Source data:
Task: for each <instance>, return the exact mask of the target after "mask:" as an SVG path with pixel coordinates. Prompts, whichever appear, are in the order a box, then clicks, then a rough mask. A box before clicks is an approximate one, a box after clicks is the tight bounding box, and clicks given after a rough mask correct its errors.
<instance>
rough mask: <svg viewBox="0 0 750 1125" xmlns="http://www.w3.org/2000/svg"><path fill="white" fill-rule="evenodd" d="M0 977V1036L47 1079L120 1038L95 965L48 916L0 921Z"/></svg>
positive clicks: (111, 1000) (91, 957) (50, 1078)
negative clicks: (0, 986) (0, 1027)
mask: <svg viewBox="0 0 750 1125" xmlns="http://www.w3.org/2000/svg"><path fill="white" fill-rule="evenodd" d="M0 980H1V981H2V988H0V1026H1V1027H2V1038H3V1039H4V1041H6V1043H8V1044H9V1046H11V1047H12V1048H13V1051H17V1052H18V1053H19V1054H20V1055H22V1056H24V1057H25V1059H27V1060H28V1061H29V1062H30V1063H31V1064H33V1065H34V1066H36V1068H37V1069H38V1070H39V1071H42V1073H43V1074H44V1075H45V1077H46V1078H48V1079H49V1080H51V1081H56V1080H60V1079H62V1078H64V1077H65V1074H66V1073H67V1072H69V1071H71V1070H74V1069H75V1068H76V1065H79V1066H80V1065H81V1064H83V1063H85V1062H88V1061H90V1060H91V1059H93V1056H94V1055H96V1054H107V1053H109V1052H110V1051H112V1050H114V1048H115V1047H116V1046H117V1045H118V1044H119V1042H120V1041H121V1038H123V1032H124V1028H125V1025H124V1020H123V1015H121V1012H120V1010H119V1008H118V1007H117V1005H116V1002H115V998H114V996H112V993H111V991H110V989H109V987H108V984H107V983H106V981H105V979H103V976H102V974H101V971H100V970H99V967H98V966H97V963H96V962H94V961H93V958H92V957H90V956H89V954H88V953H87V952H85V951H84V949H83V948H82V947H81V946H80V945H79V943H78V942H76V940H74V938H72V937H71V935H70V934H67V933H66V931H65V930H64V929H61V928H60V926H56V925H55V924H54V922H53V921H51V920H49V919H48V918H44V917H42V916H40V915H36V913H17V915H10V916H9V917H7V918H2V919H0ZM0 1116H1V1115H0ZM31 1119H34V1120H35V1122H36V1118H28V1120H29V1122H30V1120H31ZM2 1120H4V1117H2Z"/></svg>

Assignment
Now that the records have been shown, restate each one word for word.

Task solution
Task: for each <instance>, return the exact mask of the target after "mask:" as an SVG path with pixel coordinates. Prompts, whichever appear, are in the order a box, then clicks, then a rough mask. A box before clicks is an approximate one, a box after clicks is the tight bounding box, and clicks given after a rough mask correct its errors.
<instance>
rough mask: <svg viewBox="0 0 750 1125" xmlns="http://www.w3.org/2000/svg"><path fill="white" fill-rule="evenodd" d="M0 977V1036L47 1079L120 1038L95 965L48 916L0 921Z"/></svg>
positive clicks: (111, 1000) (91, 957) (50, 1078)
negative clicks: (0, 986) (0, 1027)
mask: <svg viewBox="0 0 750 1125" xmlns="http://www.w3.org/2000/svg"><path fill="white" fill-rule="evenodd" d="M0 980H1V981H2V988H0V1026H1V1027H2V1038H3V1039H4V1041H6V1043H8V1044H9V1046H11V1047H12V1048H13V1051H17V1052H18V1053H19V1054H20V1055H22V1056H24V1057H25V1059H27V1060H28V1061H29V1062H30V1063H31V1064H33V1065H34V1066H36V1068H37V1069H38V1070H39V1071H42V1073H43V1074H44V1075H45V1077H46V1078H48V1079H49V1080H51V1081H56V1080H60V1079H62V1078H64V1077H65V1074H66V1073H67V1072H69V1071H71V1070H74V1069H75V1068H76V1065H79V1066H80V1065H81V1064H83V1063H85V1062H88V1061H90V1060H91V1059H93V1056H94V1055H96V1054H107V1053H109V1052H110V1051H112V1050H114V1048H115V1047H116V1046H117V1045H118V1044H119V1042H120V1041H121V1038H123V1032H124V1028H125V1025H124V1020H123V1015H121V1012H120V1010H119V1008H118V1007H117V1005H116V1002H115V998H114V996H112V993H111V991H110V989H109V987H108V984H107V983H106V981H105V979H103V976H102V974H101V971H100V970H99V967H98V966H97V963H96V962H94V961H93V958H92V957H90V956H89V954H88V953H87V952H85V951H84V949H83V948H82V947H81V946H80V945H79V943H78V942H76V940H74V938H72V937H71V935H70V934H67V933H66V931H65V930H64V929H61V928H60V926H56V925H55V924H54V922H53V921H51V920H49V919H48V918H44V917H42V916H40V915H36V913H17V915H10V916H9V917H7V918H2V919H0ZM0 1116H1V1115H0ZM31 1119H34V1120H35V1122H36V1118H28V1120H29V1122H30V1120H31ZM2 1120H4V1117H2Z"/></svg>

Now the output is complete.